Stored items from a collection
<<<<

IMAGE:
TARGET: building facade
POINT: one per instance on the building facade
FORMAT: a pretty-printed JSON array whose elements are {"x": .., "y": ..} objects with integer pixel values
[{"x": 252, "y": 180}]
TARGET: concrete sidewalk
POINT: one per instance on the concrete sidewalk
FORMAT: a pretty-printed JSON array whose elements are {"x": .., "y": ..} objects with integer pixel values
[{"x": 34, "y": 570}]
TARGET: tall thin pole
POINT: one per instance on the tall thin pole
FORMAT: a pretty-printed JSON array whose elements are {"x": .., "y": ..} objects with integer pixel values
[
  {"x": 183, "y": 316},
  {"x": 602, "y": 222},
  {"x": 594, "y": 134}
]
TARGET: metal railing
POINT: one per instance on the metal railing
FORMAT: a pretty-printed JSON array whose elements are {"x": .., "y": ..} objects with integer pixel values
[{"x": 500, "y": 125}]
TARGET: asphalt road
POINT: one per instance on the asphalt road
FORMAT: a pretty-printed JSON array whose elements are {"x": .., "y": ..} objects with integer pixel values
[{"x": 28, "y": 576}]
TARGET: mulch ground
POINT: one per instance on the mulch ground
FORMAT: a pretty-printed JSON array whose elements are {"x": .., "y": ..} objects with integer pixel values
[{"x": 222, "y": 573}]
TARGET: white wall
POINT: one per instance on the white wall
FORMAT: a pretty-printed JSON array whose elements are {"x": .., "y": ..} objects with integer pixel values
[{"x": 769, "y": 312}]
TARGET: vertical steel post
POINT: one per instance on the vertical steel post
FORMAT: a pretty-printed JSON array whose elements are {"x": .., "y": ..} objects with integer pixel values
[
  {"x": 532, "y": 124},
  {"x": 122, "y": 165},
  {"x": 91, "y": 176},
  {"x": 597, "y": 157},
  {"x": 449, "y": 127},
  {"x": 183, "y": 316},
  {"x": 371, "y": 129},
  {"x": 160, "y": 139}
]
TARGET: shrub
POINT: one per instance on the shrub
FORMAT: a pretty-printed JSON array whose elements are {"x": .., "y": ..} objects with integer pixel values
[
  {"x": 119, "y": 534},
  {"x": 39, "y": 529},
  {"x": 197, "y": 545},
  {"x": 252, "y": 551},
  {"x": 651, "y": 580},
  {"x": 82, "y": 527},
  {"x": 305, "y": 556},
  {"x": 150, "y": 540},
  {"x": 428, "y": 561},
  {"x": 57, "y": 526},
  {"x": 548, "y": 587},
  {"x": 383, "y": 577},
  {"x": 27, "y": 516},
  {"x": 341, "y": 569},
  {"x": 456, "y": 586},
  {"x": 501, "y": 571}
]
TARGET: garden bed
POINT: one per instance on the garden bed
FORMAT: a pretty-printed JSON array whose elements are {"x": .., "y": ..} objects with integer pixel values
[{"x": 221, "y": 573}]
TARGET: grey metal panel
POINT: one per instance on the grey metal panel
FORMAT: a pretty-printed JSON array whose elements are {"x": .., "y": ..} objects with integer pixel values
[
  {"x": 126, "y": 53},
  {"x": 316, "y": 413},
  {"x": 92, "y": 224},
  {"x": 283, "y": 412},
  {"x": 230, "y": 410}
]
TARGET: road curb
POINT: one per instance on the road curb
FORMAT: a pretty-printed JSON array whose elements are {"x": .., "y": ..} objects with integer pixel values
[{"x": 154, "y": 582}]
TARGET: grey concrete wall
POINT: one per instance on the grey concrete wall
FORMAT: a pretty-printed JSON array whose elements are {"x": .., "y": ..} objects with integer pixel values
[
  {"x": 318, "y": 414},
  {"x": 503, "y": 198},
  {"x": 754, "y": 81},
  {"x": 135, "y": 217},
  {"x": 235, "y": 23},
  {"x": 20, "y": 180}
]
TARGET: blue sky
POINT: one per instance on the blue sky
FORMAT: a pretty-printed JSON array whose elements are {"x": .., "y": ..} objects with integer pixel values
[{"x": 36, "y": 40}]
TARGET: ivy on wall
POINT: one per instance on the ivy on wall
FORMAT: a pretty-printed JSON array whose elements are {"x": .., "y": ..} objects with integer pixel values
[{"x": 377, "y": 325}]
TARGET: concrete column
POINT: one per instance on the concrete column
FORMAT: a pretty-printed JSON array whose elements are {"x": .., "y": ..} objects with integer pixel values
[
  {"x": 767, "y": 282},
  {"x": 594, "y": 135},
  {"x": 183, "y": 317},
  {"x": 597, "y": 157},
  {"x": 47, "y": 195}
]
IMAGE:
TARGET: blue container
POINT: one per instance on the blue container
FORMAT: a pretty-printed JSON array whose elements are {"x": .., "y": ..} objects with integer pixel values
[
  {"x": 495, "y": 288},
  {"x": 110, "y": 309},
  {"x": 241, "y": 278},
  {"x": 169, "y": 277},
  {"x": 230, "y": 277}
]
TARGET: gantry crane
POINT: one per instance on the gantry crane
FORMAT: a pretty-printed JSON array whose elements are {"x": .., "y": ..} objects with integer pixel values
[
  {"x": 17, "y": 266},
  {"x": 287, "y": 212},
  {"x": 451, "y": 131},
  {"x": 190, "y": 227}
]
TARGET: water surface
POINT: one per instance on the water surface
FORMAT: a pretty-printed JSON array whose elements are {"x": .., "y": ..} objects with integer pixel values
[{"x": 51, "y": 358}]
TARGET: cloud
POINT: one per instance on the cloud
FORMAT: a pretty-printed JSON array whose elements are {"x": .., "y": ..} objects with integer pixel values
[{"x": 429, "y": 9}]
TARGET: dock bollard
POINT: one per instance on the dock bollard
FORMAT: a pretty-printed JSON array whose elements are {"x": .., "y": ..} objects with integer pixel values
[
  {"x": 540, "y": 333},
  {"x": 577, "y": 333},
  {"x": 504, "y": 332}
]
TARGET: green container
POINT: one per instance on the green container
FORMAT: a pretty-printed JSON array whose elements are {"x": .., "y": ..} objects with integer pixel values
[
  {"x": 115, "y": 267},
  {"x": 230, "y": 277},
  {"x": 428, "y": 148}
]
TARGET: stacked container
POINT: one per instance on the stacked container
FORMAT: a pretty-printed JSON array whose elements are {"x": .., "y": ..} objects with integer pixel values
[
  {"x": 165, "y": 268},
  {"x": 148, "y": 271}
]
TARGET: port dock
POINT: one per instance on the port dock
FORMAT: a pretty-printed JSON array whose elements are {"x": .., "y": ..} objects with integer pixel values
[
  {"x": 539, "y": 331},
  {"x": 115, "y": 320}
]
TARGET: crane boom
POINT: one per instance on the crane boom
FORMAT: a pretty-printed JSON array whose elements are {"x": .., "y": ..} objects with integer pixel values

>>>>

▸ **Work to do**:
Copy each entry exactly, with nothing added or dropped.

▸ **The solution**:
IMAGE:
TARGET: building facade
POINT: one per instance on the building facade
FORMAT: a pretty-printed JSON array whose elements are {"x": .., "y": ..} objects with integer pixel values
[{"x": 252, "y": 180}]
TARGET: concrete sidewalk
POINT: one per instance on the concrete sidewalk
FORMAT: a pretty-printed JSON array whose elements are {"x": .., "y": ..} objects with integer pixel values
[{"x": 34, "y": 570}]
TARGET: tall thin pole
POINT: one per instance on the tall thin pole
FORMAT: a pretty-printed JSON array whose elements are {"x": .., "y": ..} objects with integer pixel values
[
  {"x": 183, "y": 316},
  {"x": 602, "y": 222},
  {"x": 594, "y": 134}
]
TARGET: metal railing
POINT: one per instance on the metal railing
FORMAT: a pretty-printed JSON array whose elements are {"x": .., "y": ..} objects with integer pixel values
[{"x": 500, "y": 125}]
TARGET: asphalt road
POINT: one per instance on the asphalt road
FORMAT: a pretty-printed JSON array whose elements are {"x": .., "y": ..} objects with integer pixel values
[{"x": 28, "y": 576}]
TARGET: mulch ground
POINT: one per instance on the mulch ground
FORMAT: a pretty-printed JSON array whose elements are {"x": .., "y": ..} objects with integer pixel values
[{"x": 222, "y": 573}]
TARGET: white wall
POINT: one per instance on the white wall
FORMAT: a pretty-printed JSON array whose elements are {"x": .., "y": ..} objects with integer pixel values
[{"x": 769, "y": 312}]
TARGET: vertical steel post
POINT: one per instance on the vertical steel post
FORMAT: a pretty-printed JSON array whose elements are {"x": .., "y": ..} objects with integer pixel values
[
  {"x": 532, "y": 124},
  {"x": 122, "y": 165},
  {"x": 91, "y": 176},
  {"x": 597, "y": 157},
  {"x": 449, "y": 127},
  {"x": 183, "y": 316},
  {"x": 371, "y": 129},
  {"x": 160, "y": 139}
]
TARGET: shrub
POINT: one per instance on the shrub
FORMAT: a pretty-printed JSON array whose elements are {"x": .., "y": ..} objects with integer pixel values
[
  {"x": 119, "y": 534},
  {"x": 39, "y": 529},
  {"x": 197, "y": 545},
  {"x": 252, "y": 551},
  {"x": 651, "y": 580},
  {"x": 82, "y": 527},
  {"x": 305, "y": 556},
  {"x": 150, "y": 540},
  {"x": 428, "y": 561},
  {"x": 57, "y": 526},
  {"x": 548, "y": 587},
  {"x": 383, "y": 577},
  {"x": 27, "y": 516},
  {"x": 341, "y": 569},
  {"x": 456, "y": 586},
  {"x": 501, "y": 571}
]
TARGET: garden bed
POINT: one per instance on the garden bed
FORMAT: a pretty-printed JSON array whose elements are {"x": .., "y": ..} objects with integer pixel values
[{"x": 221, "y": 573}]
TARGET: grey metal panel
POINT: one per instance on the grey metal panel
FORMAT: a pretty-printed JSON array whose elements are {"x": .., "y": ..} objects with integer pixel values
[
  {"x": 126, "y": 53},
  {"x": 316, "y": 413},
  {"x": 92, "y": 224},
  {"x": 283, "y": 412},
  {"x": 230, "y": 410}
]
TARGET: road curb
POINT: one per instance on the road curb
FORMAT: a pretty-printed JSON array whose elements are {"x": .., "y": ..} objects with integer pixel values
[{"x": 154, "y": 582}]
TARGET: grey concrete wall
POINT: one per instance on the grey concrete wall
FORMAT: a pretty-printed JSON array whose elements are {"x": .., "y": ..} objects with integer pixel values
[
  {"x": 318, "y": 414},
  {"x": 503, "y": 198},
  {"x": 754, "y": 81},
  {"x": 135, "y": 217},
  {"x": 235, "y": 23},
  {"x": 20, "y": 180}
]
TARGET: blue sky
POINT: one per instance on the blue sky
FORMAT: a pretty-printed JSON array whose elements are {"x": .., "y": ..} objects with integer pixel values
[{"x": 36, "y": 40}]
TARGET: ivy on wall
POINT: one per instance on the ivy on wall
FORMAT: a pretty-printed JSON array whose elements are {"x": .., "y": ..} objects with integer pixel values
[{"x": 377, "y": 325}]
TARGET: concrete column
POINT: one per instance on the concrete column
FORMAT: a pretty-printed JSON array whose elements are {"x": .., "y": ..} objects with integer pixel values
[
  {"x": 767, "y": 282},
  {"x": 594, "y": 135},
  {"x": 183, "y": 317},
  {"x": 597, "y": 157},
  {"x": 47, "y": 195}
]
IMAGE:
TARGET: blue container
POINT: one per instance on the blue container
FORMAT: a pretty-printed JSON array whose elements are {"x": .., "y": ..} objects with integer pixel values
[
  {"x": 495, "y": 288},
  {"x": 110, "y": 309},
  {"x": 241, "y": 278},
  {"x": 169, "y": 277},
  {"x": 230, "y": 277}
]
TARGET: gantry crane
POINT: one per instance on the gantry crane
FORMAT: a pretty-printed JSON array whose elements are {"x": .., "y": ..} objects with integer pixel values
[
  {"x": 17, "y": 266},
  {"x": 287, "y": 212},
  {"x": 451, "y": 131},
  {"x": 190, "y": 227}
]
TARGET: water surface
POINT: one per instance on the water surface
FORMAT: a pretty-printed JSON array whose elements are {"x": .., "y": ..} objects with integer pixel values
[{"x": 51, "y": 358}]
TARGET: cloud
POINT: one per instance on the cloud
FORMAT: a pretty-printed JSON array whose elements are {"x": .., "y": ..} objects with integer pixel values
[{"x": 429, "y": 9}]
TARGET: dock bollard
POINT: one per instance on the dock bollard
FORMAT: a pretty-printed JSON array whose elements are {"x": .., "y": ..} objects with integer pixel values
[
  {"x": 540, "y": 333},
  {"x": 577, "y": 333},
  {"x": 504, "y": 332}
]
TARGET: green container
POINT: one per instance on the green container
FORMAT: a pretty-printed JSON array whose elements are {"x": .., "y": ..} objects with integer pixel values
[
  {"x": 115, "y": 267},
  {"x": 230, "y": 277},
  {"x": 428, "y": 148}
]
TARGET: stacked container
POINT: one per instance on the stacked container
FORMAT: a pretty-printed JSON array whose elements are {"x": .., "y": ..} objects with integer pixel values
[
  {"x": 165, "y": 268},
  {"x": 148, "y": 271}
]
TARGET: port dock
POINT: one per instance on the port dock
FORMAT: a pretty-printed JSON array whose elements are {"x": .., "y": ..} objects with integer pixel values
[
  {"x": 539, "y": 331},
  {"x": 115, "y": 320}
]
TARGET: crane boom
POINT: one per instance on the crane boom
FORMAT: a pretty-printed JSON array whose elements are {"x": .., "y": ..} objects with integer pixel values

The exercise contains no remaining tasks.